Writing Prompt: Airplane Part 2

So an explanation of last week. I wanted it to rest on its own, just the asking the question of how and then the most ridiculous answer.* The second part of that is, when looking for a random picture as a writing prompt, it needs to be one that has something interesting to it. Something that can hold a story. One of the first pictures I found while looking for a writing prompt was a gorgeous picture of a river with a striking sunset behind it. A lovely picture but, well, there’s not much to hang my hat on there.

--- Source data ---
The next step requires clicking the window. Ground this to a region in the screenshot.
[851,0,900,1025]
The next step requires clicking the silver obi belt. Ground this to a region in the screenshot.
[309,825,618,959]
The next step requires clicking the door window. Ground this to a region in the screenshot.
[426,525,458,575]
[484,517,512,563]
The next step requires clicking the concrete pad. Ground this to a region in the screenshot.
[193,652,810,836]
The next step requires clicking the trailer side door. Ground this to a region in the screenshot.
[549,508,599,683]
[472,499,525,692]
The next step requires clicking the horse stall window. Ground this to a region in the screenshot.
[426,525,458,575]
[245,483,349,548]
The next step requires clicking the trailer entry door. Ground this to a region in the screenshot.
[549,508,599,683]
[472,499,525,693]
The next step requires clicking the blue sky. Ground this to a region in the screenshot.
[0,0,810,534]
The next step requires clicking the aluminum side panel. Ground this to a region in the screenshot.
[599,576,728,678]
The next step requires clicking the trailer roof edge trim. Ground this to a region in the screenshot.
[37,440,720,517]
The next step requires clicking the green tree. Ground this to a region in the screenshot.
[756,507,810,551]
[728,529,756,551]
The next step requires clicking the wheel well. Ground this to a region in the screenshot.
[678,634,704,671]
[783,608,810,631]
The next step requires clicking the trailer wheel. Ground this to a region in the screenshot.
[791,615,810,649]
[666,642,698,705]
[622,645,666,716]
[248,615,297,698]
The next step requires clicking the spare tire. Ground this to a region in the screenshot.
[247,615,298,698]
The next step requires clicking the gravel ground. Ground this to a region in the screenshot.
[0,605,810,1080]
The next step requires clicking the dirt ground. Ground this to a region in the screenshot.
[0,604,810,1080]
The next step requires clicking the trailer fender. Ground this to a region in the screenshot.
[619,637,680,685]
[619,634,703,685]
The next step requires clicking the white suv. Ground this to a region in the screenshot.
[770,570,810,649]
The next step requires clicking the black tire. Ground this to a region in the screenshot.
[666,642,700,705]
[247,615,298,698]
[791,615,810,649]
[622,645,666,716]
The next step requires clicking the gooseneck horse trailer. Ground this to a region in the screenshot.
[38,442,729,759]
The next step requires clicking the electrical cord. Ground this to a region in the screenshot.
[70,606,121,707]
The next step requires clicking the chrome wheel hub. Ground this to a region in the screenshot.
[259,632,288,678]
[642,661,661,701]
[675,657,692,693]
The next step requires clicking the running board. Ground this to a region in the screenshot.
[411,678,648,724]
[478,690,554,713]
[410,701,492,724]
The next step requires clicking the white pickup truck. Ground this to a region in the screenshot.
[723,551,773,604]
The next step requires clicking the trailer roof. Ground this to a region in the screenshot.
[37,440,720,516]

--- WHAT IS EXPECTED ---
Please write the next part of the post about choosing pictures for writing prompts, picking up right after its final sentence. The records were drawn from a separate source.

--- TASK OUTPUT ---
The picture in question, found on ebaumsworld.com

Could I make a story out of it? Sure, probably. I’d most likely do something about someone riding on the river, or settling by the river, or maybe that luscious orange sunset has some unexpected cause. But mostly it’s just setting with nothing really compelling about the setting. And in a story, you can have a setting without much compelling to it if your focus is on the character or the plot or etcetera. But then the story isn’t really about the setting, which feels like cheating when I’m building off a photo. So I chose one that asked a question. It doesn’t hurt that it’s also visually compelling, with the striking contrast between the dark green of the forest and the pale colors of the plane, the fascinating natural tessellations of the trees and the stark industrial lines of the plane, and so forth.

A plane in the middle of a forest of conifers
Just look at the tops of the trees in the top left. Almost uniform in color, marching away like feathers in nesting rows. And then, abruptly, the pattern ends and instead the even lines and pale gray of the airplane’s fuselage.

So while I enjoyed the joke of the last post, I felt this photo was worthy of another look.

The Flight, The Forest

Stately, peaceful and serene,
Piny forest painted green;
Fallen needles mask the sound
Of the creatures still unseen.

Feathered firs in grandeur grow,
Boughs unfolding row on row;
Sunlight gilds the arching crowns
That shade and hide the ground below.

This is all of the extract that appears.